**Prompt A**
Answer these questions from the HPV passage:
(i) How long can the HPV virus live in the body without causing any symptoms?
(ii) What share of people who have sexual contact with a partner with genital warts will develop warts, and usually within what time?
(iii) What should happen with any growth or sore on your genitals?
**Prompt B**
Reproduce the part of the HPV passage starting with "Symptoms can manifest" and going on through "months of contact.".
**Prompt C**
What complaints does the HPV passage say many people with genital warts have? List every one.

**Reading passage**
···

Symptoms and Testing
What are the symptoms of HPV and genital warts? What kind of tests can be done to find out if I have HPV?
Since HPV is a virus, there is no cure. The HPV virus can live in the body for weeks, months or years without having any symptoms of the HPV disease.
Symptoms can manifest in the form or genital warts. About two-thirds of people who have sexual contact with a partner with genital warts will develop warts, usually within 3 months of contact.
Many people with genital warts complain of itching, irritation, bleeding, discharge and pain.
Any growth or sore on your genitals is a cause for concern and should be examined by your doctor. See Genital Warts Facts for how warts are described in appearance in fact number two.
An early infection might not be obvious, so you could have genital warts and not know it.

···

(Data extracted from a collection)

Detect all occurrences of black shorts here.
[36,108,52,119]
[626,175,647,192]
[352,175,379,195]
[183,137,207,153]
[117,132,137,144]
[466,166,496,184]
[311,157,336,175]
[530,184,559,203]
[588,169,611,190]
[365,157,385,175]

···

**Answer section A**
(i) Weeks, months or years.
(ii) About two-thirds, usually within 3 months of contact.
(iii) It should be examined by your doctor.

**Answer section B**
Symptoms can manifest in the form or genital warts. About two-thirds of people who have sexual contact with a partner with genital warts will develop warts, usually within 3 months of contact.

**Answer section C**
Itching, irritation, bleeding, discharge, pain